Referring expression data

***

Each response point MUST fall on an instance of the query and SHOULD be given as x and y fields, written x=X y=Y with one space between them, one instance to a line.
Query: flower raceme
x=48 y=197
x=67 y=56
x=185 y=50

***

▸ Exercise brief:
Without leaving anything out, repeat every entry shown above.

▸ Output for this exercise:
Each response point MUST fall on an instance of the query and SHOULD be given as x and y fields, written x=X y=Y with one space between them, one instance to a line.
Query: flower raceme
x=48 y=197
x=67 y=56
x=185 y=50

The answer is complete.